# Auszug zum Lesen:
Zwar waren die Philister zur Zeit, in der die Abraham-Geschichten spielen, noch gar nicht im Land – sie wanderten erst später in Palästina ein. Aber die Späteren in Israel, die die Geschichte hörten und erzählten – sie kannten die Philister aus ihrer eigenen Lebenszeit oder auch vom Erzählen und wussten von den Streitigkeiten mit ihnen. So sind Ältere und Jüngere in der uns überlieferten Geschichte zusammen gekommen.
Und von dem Namen der Philister lässt sich der Name der Palästinenser ableiten.
Der König Abimelech ist uns in der Geschichte von Abraham schon einmal begegnet. Da hatte Gott mit ihm geredet, um Abrahams Frau Sara vor seinem Übergriff zu bewahren. Und er, der Philister, hatte auf den Gott Abrahams gehört und Abraham um seine Fürbitte gebeten. Abimelech hatte Abraham dann Wohnrecht in seinem Land angeboten und ihn reich beschenkt. Obwohl Abraham ihn damals doch getäuscht und ihm verheimlicht hatte, dass Sara seine Frau sei. Und nun treffen sie wieder zusammen. Abraham und Abimelech. Und der hat Pichol mitgebracht, den Anführer seiner Bewaffneten.

# Aufgeführte Datensätze:
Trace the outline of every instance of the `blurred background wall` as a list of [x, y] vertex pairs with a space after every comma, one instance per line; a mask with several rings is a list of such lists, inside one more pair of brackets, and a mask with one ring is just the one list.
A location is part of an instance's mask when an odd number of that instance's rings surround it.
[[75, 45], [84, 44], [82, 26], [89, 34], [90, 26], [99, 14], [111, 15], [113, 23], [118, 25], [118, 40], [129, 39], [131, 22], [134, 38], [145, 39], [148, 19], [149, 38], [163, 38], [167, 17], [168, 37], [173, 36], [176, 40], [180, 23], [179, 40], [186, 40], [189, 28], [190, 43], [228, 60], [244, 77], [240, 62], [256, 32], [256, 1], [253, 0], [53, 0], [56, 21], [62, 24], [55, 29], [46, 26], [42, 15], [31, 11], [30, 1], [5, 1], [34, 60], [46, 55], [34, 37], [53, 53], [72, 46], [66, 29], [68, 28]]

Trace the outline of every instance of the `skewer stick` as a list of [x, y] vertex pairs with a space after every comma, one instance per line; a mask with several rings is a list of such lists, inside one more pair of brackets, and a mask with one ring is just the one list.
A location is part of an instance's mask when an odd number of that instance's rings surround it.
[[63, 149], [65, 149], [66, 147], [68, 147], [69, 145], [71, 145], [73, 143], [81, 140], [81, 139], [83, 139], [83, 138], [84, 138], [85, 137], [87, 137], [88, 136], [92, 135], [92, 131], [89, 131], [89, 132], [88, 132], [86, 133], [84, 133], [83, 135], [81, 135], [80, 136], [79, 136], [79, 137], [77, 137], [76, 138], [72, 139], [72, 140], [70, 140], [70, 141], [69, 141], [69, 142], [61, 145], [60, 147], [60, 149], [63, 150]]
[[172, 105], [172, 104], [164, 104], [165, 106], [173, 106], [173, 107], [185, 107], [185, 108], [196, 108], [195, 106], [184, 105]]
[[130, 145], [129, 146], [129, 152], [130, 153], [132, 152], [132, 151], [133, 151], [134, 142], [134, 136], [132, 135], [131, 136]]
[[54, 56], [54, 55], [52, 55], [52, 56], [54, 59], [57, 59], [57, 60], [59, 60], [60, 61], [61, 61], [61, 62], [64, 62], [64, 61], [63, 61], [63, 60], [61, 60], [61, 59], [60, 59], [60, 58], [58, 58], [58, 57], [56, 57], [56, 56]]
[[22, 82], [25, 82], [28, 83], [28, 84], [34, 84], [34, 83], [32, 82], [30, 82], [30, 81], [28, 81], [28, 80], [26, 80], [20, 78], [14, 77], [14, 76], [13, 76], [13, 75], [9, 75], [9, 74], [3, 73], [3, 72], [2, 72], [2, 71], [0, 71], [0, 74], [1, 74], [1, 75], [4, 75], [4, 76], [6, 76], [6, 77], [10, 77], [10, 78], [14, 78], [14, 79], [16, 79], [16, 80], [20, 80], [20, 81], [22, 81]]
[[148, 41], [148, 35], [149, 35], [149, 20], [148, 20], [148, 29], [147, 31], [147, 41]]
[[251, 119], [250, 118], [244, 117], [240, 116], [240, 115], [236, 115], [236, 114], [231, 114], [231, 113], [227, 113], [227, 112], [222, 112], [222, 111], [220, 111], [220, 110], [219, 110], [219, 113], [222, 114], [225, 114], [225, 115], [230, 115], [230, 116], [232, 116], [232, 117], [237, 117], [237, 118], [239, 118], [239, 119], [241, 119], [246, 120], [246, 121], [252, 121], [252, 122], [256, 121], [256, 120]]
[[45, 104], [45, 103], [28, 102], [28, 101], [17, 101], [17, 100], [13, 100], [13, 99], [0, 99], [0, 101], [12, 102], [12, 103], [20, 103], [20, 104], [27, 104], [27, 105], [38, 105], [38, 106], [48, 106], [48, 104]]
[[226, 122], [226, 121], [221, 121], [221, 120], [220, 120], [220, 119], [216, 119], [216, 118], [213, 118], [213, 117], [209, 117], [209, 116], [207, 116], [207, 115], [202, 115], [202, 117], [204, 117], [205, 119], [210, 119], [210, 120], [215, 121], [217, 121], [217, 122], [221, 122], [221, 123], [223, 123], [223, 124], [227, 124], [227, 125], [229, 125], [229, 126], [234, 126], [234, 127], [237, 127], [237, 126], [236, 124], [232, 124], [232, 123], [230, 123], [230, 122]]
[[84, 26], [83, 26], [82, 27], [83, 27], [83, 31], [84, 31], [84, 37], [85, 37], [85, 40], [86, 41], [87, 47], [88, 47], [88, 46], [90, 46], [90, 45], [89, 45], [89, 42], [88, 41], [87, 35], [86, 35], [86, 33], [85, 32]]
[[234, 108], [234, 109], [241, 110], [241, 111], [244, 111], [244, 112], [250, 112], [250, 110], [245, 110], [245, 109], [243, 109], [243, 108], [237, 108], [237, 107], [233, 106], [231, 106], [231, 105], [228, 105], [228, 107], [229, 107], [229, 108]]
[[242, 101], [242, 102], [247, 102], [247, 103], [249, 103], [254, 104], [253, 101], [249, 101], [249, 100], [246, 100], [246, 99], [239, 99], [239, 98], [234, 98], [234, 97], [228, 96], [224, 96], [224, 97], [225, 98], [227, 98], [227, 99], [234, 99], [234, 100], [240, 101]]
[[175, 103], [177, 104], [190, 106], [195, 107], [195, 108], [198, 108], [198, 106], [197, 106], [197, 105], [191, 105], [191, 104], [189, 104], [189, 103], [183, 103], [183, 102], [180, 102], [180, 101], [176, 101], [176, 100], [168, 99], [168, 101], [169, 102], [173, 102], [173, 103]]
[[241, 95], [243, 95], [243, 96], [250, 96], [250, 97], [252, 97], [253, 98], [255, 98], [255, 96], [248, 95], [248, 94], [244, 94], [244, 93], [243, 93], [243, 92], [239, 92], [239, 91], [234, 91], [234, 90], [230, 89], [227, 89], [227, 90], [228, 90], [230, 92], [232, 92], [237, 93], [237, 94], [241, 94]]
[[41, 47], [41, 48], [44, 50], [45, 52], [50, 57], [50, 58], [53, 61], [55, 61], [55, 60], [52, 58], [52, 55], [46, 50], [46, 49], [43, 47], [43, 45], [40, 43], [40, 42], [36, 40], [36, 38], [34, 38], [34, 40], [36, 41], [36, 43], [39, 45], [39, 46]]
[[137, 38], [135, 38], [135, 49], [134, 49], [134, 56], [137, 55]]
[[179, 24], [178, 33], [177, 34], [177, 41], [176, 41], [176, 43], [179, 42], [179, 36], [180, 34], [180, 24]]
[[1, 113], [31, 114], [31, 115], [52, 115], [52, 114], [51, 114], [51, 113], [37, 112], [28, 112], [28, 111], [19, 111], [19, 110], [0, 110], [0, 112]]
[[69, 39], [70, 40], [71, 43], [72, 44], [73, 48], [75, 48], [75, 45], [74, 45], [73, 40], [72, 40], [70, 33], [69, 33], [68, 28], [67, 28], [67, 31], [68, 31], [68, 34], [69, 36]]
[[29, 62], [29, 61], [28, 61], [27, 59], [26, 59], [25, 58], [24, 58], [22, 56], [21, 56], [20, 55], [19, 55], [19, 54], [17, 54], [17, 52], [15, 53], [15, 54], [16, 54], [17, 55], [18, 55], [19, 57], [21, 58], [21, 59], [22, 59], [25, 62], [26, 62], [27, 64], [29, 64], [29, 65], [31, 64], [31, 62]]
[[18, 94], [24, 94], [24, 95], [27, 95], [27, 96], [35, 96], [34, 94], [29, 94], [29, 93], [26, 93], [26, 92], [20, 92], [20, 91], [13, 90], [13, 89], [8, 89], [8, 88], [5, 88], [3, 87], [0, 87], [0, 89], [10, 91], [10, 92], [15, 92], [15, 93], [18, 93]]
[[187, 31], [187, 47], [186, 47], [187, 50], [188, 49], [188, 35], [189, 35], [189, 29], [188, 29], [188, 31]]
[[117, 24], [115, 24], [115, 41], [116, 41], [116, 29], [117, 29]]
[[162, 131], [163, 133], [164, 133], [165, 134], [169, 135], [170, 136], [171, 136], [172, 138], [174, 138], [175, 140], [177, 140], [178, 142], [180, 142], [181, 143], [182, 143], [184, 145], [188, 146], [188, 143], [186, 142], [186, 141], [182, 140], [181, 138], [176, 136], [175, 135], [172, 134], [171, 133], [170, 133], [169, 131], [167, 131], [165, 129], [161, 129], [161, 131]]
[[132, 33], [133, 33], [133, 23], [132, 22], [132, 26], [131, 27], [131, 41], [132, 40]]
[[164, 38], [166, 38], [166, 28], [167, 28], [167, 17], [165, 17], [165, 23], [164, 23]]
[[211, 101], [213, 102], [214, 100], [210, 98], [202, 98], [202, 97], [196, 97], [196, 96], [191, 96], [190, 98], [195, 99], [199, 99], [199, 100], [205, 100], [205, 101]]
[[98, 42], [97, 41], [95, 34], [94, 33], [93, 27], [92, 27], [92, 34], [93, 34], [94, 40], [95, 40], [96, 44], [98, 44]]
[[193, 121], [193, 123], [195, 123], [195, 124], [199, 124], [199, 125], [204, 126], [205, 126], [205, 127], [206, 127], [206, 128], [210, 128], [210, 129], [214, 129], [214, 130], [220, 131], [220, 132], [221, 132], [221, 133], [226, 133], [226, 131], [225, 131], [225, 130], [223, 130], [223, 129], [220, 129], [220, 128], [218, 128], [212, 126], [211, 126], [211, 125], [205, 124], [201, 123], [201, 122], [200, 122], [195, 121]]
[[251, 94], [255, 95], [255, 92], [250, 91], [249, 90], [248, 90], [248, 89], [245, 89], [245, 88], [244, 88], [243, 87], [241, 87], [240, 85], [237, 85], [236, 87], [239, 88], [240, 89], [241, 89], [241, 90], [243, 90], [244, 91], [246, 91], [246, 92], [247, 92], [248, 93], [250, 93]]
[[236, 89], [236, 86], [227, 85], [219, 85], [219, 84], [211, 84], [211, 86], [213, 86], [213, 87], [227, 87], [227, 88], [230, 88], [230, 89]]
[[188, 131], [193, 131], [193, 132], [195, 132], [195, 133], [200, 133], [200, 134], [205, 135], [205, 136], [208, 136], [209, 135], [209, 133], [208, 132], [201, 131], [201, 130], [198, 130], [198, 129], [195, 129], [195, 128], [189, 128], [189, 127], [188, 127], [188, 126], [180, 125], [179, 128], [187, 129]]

# Gestellte Aufgaben:
A. Übertrage diesen Satz aus dem Auszug ins Englische: „Und von dem Namen der Philister lässt sich der Name der Palästinenser ableiten.“
B. Wen bringt Abimelech laut dem Auszug zum erneuten Treffen mit Abraham mit?
C. Fasse den Auszug in zwei Sätzen zusammen.
Die Datensätze stammen aus einer anderen Quelle.

# Lösungen der Aufgaben:
A. And the name of the Palestinians can be derived from the name of the Philistines.

B. Pichol, den Anführer seiner Bewaffneten.

C. Die Philister lebten zur Zeit der Abraham-Geschichten noch nicht im Land, doch die späteren Erzähler in Israel kannten sie und die Streitigkeiten mit ihnen, sodass Älteres und Jüngeres in der überlieferten Geschichte zusammenkam. Der Philister Abimelech, der Abraham trotz dessen Täuschung über Sara Wohnrecht angeboten und ihn reich beschenkt hatte, trifft nun erneut mit Abraham zusammen und bringt Pichol, den Anführer seiner Bewaffneten, mit.